▶ **EXTRACTED INFORMATION**:
=====
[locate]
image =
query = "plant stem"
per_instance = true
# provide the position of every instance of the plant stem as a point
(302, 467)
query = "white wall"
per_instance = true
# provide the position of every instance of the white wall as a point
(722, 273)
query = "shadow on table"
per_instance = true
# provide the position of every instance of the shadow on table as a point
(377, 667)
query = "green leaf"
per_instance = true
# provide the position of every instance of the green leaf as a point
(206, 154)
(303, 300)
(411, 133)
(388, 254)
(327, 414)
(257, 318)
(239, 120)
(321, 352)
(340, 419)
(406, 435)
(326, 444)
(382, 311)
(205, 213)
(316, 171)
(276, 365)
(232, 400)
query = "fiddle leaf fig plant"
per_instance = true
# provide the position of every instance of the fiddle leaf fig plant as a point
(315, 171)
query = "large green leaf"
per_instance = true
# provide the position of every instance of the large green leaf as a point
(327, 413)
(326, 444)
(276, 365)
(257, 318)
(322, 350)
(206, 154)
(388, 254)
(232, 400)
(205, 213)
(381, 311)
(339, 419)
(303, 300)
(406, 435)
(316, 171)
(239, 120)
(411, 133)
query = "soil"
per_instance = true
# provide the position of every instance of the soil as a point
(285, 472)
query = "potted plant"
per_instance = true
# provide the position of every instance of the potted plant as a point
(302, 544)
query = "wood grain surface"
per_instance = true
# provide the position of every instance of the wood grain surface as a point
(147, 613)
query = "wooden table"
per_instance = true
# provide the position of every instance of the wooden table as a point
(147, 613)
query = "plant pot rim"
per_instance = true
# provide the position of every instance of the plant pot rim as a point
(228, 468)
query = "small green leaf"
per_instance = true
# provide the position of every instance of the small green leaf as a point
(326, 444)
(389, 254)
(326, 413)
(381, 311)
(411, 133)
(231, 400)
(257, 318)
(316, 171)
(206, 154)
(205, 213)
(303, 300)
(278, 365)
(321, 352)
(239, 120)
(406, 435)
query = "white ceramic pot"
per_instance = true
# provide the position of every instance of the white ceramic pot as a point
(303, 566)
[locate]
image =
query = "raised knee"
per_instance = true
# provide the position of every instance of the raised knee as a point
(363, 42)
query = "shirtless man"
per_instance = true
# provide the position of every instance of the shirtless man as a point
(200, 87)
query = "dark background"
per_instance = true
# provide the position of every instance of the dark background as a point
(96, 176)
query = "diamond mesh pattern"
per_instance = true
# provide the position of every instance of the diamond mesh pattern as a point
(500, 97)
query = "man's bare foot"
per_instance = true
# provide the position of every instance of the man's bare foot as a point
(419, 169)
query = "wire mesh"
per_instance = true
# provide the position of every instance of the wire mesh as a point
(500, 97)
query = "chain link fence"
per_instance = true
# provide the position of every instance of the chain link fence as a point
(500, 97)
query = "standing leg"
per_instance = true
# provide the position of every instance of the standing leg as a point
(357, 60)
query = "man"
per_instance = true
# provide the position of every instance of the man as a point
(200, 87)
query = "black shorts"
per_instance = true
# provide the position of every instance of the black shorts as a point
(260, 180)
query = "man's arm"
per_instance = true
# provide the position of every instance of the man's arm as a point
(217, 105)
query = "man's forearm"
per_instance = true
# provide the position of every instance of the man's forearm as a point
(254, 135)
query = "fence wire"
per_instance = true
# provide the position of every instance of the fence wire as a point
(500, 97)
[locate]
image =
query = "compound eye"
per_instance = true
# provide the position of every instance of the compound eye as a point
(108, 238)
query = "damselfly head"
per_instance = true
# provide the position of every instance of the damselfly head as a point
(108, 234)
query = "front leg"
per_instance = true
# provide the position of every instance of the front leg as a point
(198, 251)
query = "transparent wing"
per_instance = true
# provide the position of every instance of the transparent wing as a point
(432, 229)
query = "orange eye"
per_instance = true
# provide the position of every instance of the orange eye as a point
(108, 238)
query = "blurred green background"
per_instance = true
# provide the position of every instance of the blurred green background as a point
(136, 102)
=====
▶ **WRITTEN EXERCISE**:
Write the entire listing out again, word for word.

▶ **EXERCISE RESPONSE**:
[locate]
image =
query = "plant stem"
per_instance = true
# provide the position of every instance of the plant stem as a point
(302, 467)
query = "white wall"
per_instance = true
# provide the position of every instance of the white wall as a point
(722, 273)
query = "shadow on table"
per_instance = true
# provide the position of every instance of the shadow on table as a point
(377, 667)
query = "green leaf"
per_instance = true
# provide the position of every instance of the green leaf as a point
(206, 154)
(303, 300)
(411, 133)
(388, 254)
(327, 414)
(257, 318)
(239, 120)
(321, 352)
(340, 419)
(406, 435)
(326, 444)
(382, 311)
(205, 213)
(316, 171)
(276, 365)
(232, 400)
query = "fiddle leaf fig plant"
per_instance = true
# provide the position of every instance of the fiddle leaf fig plant as a point
(315, 171)
query = "large green leaf"
per_instance = true
# provide the position of every instance of the large green leaf as a point
(327, 413)
(326, 444)
(276, 365)
(257, 318)
(322, 350)
(206, 154)
(388, 254)
(232, 400)
(205, 213)
(381, 311)
(339, 419)
(303, 300)
(406, 435)
(316, 171)
(239, 120)
(411, 133)
query = "soil"
per_instance = true
# provide the position of every instance of the soil as a point
(285, 472)
query = "potted plant"
per_instance = true
# provide the position of every instance of the potted plant as a point
(302, 544)
query = "wood grain surface"
per_instance = true
# provide the position of every instance of the wood grain surface as a point
(147, 613)
query = "wooden table"
per_instance = true
# provide the position of every instance of the wooden table as a point
(147, 613)
query = "plant pot rim"
per_instance = true
# provide the position of every instance of the plant pot rim as a point
(228, 468)
query = "small green leaf"
per_instance = true
# provide the position of every instance of the small green leaf as a point
(326, 444)
(389, 254)
(326, 413)
(381, 311)
(411, 133)
(231, 400)
(257, 318)
(316, 171)
(206, 154)
(205, 213)
(303, 300)
(278, 365)
(321, 352)
(239, 120)
(406, 435)
query = "white ceramic pot"
per_instance = true
# provide the position of every instance of the white ceramic pot as a point
(303, 566)
[locate]
image =
query = "raised knee"
per_instance = true
# provide the position of every instance of the raised knee as a point
(363, 42)
query = "shirtless man"
per_instance = true
# provide the position of every instance of the shirtless man as a point
(200, 87)
query = "dark background"
per_instance = true
# provide the position of every instance of the dark background as a point
(96, 176)
query = "diamond mesh pattern"
per_instance = true
# provide the position of every instance of the diamond mesh pattern as a point
(500, 97)
query = "man's bare foot"
per_instance = true
# provide the position of every instance of the man's bare foot as a point
(419, 169)
query = "wire mesh"
per_instance = true
# provide the position of every instance of the wire mesh as a point
(500, 97)
query = "chain link fence"
per_instance = true
# provide the position of every instance of the chain link fence as a point
(500, 97)
query = "standing leg"
per_instance = true
# provide the position of every instance of the standing leg as a point
(357, 60)
query = "man"
per_instance = true
# provide the position of every instance of the man as a point
(200, 87)
query = "black shorts"
per_instance = true
# provide the position of every instance of the black shorts as a point
(260, 180)
query = "man's arm"
per_instance = true
# provide the position of every instance of the man's arm as a point
(217, 105)
query = "man's forearm"
per_instance = true
# provide the position of every instance of the man's forearm as a point
(254, 135)
query = "fence wire"
per_instance = true
# provide the position of every instance of the fence wire as a point
(500, 97)
[locate]
image =
query = "compound eye"
per_instance = true
# provide the position of every instance of the compound eye as a point
(108, 238)
query = "damselfly head"
per_instance = true
# provide the position of every instance of the damselfly head as a point
(108, 234)
query = "front leg"
per_instance = true
# provide the position of every instance of the front leg as a point
(198, 251)
query = "transparent wing"
per_instance = true
# provide the position of every instance of the transparent wing as a point
(432, 229)
query = "orange eye"
per_instance = true
# provide the position of every instance of the orange eye as a point
(108, 238)
query = "blurred green background"
per_instance = true
# provide the position of every instance of the blurred green background as a point
(136, 102)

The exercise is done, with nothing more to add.